▶ SERIE DI ESERCIZI
1 – Nel testo sul processo, quante ordinanze di misura cautelare eseguì la Squadra Mobile?
2 – Nel testo sul processo, riscrivi il passo compreso tra "L’indagine, nata nel" e "di un cantiere.", estremi inclusi, mettendo "camion" al posto di "escavatore".

▶ SEZIONE DEL TESTO
I giudici della prima sezione penale del tribunale hanno deciso 10 condanne e 5 assoluzioni per i 15 imputati. Due i procedimenti riuniti in un unico processo, uno in abbreviato condizionato che riguardava 11 persone e l’altro in ordinario per 4.
Le condanne: Francesco Di Biase 10 anni; Sebastiano Freni 8 anni e 8 mesi; Antonino Genovese 10 anni e 6 mesi; Raffaele Genovese 6 anni e 10 mesi, con l’esclusione dell’aggravante mafiosa; Vito Genovese 2 anni e 8 mesi, con l’esclusione dell’aggravante mafiosa; Giovanni Lanza 6 anni e 10 mesi; Francesco La Rosa 11 anni e 4 mesi; Gianfranco La Rosa 9 anni e 4 mesi; Salvatore Triolo 8 anni e 4 mesi, con l’esclusione dell’aggravante mafiosa; Maria Genovese 5 anni con la concessione delle attenuanti generiche.
Scattata all’alba del 17 dicembre 2013, nell’ambito dell’operazione Richiesta furono 12 le ordinanze di misura cautelare eseguite dalla Squadra Mobile. L’accusa, a vario titolo, era stata associazione mafiosa, con l’aggravante della disponibilità di armi, e di una serie di reati individuati in estorsioni, tentate e consumate, commesse con l’aggravante del metodo mafioso, detenzione a fini di spaccio di sostanze stupefacenti, danneggiamenti, furti.

L’indagine, nata nel 2012, aveva portato alla luce un’organizzazione criminale di tipo mafioso, con base al rione Camaro, ma che si estendeva anche alle zone limitrofe. L’estorsione, a detta dell’Accusa, era la fiorente attività del gruppo criminale: vittime erano commercianti e imprenditori edili.
Ai titolari di cantieri e ditte operanti nel settore, veniva avanzata la “richiesta” di assunzioni e denaro. In caso di “resistenza” il gruppo passava alle ritorsioni: in un’occasione avevano incendiato un escavatore all’interno di un cantiere.

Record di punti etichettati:
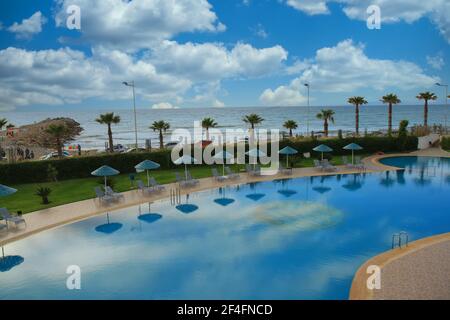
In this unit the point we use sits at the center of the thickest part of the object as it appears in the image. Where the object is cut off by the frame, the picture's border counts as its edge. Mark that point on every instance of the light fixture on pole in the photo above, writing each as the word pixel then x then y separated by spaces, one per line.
pixel 446 101
pixel 131 84
pixel 307 112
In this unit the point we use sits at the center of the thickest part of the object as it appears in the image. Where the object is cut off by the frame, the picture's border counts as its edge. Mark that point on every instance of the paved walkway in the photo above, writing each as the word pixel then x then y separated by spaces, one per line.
pixel 419 271
pixel 49 218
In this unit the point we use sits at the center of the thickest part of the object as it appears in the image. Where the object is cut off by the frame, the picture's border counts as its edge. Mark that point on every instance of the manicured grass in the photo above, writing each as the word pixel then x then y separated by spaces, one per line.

▶ RISPOSTE
1 – La Squadra Mobile eseguì 12 ordinanze di misura cautelare.

2 –
L’indagine, nata nel 2012, aveva portato alla luce un’organizzazione criminale di tipo mafioso, con base al rione Camaro, ma che si estendeva anche alle zone limitrofe. L’estorsione, a detta dell’Accusa, era la fiorente attività del gruppo criminale: vittime erano commercianti e imprenditori edili.
Ai titolari di cantieri e ditte operanti nel settore, veniva avanzata la “richiesta” di assunzioni e denaro. In caso di “resistenza” il gruppo passava alle ritorsioni: in un’occasione avevano incendiato un camion all’interno di un cantiere.